During solar cycle 9, Edward Sabine and other scientists linked solar cycles to geomagnetic cycles.

Solar cycle 9 was the ninth solar cycle since 1755, when extensive recording of solar sunspot activity began. The solar cycle lasted 12.4 years, beginning in July 1843 and ending in December 1855. The maximum smoothed sunspot number observed during the solar cycle was 219.9 (February 1848), and the starting minimum was 17.6. During the solar cycle minimum transit from solar cycle 9 to solar cycle 10, there were a total of 655 days with no sunspots.

Solar cycle 9 began in 1843, the year that Heinrich Schwabe discovered the sunspot cycle. During this cycle, Edward Sabine, Rudolf Wolf, and other scientists recognized that solar disturbances affected the Earth's magnetic environment, so that solar cycles are identical to the Earth's geomagnetic cycles. Wolf also introduced the Wolf number during this period.

Provided data:

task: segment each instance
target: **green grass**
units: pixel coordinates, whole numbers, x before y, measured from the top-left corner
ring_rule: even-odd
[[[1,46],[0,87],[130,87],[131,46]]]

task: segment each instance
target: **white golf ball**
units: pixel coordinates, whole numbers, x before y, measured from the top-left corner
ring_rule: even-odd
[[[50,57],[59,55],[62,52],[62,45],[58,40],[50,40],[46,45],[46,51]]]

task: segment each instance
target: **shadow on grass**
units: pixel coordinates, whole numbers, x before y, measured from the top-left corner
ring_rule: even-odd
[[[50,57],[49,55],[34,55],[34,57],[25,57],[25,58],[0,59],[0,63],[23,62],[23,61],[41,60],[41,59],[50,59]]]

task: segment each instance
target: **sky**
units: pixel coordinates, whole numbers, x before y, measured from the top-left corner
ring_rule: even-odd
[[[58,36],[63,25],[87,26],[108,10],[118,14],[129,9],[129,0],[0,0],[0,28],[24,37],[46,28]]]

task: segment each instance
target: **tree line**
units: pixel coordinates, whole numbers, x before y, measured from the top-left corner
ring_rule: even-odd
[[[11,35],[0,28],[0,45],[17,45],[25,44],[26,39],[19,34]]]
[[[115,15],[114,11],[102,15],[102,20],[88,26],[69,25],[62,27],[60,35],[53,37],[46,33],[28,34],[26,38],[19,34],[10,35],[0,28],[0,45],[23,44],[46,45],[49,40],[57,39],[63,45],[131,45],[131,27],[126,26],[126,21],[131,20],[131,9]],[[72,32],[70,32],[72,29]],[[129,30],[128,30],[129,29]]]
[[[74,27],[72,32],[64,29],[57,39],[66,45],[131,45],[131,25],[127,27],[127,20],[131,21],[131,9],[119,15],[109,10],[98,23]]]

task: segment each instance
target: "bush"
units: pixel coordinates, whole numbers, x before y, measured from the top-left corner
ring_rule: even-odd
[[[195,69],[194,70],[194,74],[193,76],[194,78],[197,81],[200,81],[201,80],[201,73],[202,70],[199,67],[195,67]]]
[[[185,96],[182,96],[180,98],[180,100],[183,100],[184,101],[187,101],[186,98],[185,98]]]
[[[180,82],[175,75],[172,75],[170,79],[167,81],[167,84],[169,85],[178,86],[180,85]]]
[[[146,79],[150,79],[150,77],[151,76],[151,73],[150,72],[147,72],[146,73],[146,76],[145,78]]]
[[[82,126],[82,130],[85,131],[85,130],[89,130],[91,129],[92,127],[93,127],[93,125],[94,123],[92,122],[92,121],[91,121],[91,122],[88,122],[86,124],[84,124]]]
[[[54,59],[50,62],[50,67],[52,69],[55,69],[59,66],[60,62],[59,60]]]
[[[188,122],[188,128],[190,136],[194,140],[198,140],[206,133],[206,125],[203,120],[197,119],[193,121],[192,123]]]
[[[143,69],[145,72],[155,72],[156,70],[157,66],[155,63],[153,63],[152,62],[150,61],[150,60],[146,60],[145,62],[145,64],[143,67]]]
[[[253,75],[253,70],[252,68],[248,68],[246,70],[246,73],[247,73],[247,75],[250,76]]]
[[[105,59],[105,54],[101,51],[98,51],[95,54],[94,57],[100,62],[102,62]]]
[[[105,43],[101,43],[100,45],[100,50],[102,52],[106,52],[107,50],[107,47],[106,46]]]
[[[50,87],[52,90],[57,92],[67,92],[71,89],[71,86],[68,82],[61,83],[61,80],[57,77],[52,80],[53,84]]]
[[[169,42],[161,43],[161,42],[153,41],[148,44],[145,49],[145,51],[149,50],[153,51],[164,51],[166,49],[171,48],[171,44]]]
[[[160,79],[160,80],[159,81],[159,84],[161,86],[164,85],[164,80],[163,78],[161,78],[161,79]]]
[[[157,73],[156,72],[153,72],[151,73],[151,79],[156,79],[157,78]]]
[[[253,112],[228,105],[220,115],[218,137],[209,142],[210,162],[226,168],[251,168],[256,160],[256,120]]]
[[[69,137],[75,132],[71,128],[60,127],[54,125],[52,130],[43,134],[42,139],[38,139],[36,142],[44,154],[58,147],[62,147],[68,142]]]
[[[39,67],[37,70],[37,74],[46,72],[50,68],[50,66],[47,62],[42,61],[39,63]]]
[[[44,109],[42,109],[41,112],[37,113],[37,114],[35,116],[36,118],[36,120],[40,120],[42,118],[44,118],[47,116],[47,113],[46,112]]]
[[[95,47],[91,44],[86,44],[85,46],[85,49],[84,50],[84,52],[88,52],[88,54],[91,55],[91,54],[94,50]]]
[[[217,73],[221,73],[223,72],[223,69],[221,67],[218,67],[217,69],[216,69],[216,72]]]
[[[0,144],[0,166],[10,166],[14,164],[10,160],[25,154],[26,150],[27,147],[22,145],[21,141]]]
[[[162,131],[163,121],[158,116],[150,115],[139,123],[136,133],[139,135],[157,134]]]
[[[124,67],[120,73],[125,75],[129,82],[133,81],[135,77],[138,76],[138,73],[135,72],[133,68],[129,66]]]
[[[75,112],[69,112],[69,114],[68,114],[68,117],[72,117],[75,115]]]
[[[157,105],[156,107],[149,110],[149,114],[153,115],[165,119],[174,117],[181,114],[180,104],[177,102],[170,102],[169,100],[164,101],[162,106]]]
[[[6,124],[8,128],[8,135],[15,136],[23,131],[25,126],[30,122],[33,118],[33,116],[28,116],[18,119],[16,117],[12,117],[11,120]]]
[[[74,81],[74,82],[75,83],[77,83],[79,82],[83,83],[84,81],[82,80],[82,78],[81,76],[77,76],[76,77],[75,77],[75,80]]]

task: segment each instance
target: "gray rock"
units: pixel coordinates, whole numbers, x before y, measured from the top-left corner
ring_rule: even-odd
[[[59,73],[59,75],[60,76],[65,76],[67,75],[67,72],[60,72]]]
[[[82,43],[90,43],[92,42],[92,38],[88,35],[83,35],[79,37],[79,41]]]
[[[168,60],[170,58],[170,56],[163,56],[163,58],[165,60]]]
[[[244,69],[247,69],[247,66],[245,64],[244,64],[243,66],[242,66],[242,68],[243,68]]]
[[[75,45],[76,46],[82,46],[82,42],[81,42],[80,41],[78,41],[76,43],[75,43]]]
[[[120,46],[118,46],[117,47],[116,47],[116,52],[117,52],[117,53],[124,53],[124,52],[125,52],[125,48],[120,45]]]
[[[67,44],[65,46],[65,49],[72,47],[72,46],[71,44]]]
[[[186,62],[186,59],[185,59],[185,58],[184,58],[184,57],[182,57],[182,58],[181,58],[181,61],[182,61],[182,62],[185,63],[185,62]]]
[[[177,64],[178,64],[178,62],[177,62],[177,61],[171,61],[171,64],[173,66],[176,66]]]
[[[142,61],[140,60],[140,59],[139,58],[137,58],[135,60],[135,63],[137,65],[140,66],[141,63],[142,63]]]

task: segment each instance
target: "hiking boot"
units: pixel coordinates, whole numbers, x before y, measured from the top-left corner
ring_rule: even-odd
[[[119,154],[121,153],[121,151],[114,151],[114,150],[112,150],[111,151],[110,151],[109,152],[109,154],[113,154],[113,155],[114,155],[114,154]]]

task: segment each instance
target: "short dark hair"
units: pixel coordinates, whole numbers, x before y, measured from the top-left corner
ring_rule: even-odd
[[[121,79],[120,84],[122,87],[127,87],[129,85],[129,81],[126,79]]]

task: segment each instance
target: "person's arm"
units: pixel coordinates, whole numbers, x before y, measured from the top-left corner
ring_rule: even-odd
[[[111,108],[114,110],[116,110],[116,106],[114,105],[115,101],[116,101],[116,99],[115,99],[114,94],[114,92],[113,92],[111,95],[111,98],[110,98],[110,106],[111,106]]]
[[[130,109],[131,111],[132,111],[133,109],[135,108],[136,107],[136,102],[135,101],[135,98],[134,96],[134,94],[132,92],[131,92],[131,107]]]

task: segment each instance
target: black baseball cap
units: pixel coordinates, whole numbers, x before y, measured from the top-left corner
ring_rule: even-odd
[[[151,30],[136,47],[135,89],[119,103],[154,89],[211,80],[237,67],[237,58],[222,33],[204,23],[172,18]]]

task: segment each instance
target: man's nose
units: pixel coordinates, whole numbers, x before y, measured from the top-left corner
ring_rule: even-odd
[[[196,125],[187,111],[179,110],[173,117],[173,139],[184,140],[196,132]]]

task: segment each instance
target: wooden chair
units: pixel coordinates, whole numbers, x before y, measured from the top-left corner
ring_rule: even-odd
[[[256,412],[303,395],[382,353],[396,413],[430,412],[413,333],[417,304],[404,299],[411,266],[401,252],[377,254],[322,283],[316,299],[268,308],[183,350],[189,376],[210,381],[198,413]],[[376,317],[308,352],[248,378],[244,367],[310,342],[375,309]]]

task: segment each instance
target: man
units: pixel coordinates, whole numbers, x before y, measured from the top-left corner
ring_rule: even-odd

Required tasks:
#1 Reproduce word for word the part of the solar cycle 9 passage from "During solar cycle" to "with no sunspots.".
#2 In the solar cycle 9 passage, how many days with no sunspots occurred during the minimum transit to solar cycle 10?
#3 Extend the passage on solar cycle 9, picking up after its final sentence.
The rows have nothing to do with the passage on solar cycle 9.

Responses in order:
#1
During solar cycle 9, Edward Sabine and other scientists linked solar cycles to geomagnetic cycles.

Solar cycle 9 was the ninth solar cycle since 1755, when extensive recording of solar sunspot activity began. The solar cycle lasted 12.4 years, beginning in July 1843 and ending in December 1855. The maximum smoothed sunspot number observed during the solar cycle was 219.9 (February 1848), and the starting minimum was 17.6. During the solar cycle minimum transit from solar cycle 9 to solar cycle 10, there were a total of 655 days with no sunspots.

#2 655 days.

#3
The phenomenon now known as geomagnetically induced current was seen for the first time during this cycle – it became apparent on the emerging electric telegraph network. Francis Ronalds, Honorary Director of the Kew Observatory and Sabine's colleague, received data from telegraph operators on the movements of their magnetic needles for comparison with his own photo-recordings of atmospheric electricity and geomagnetic intensity variations but had insufficient resources to study the causes of the unexpected currents in detail.

Geomagnetic activity during solar cycle 9 followed a double-peaked distribution, with more magnetic storms during the rising (1847–48) and falling (1851–54) parts of the cycle.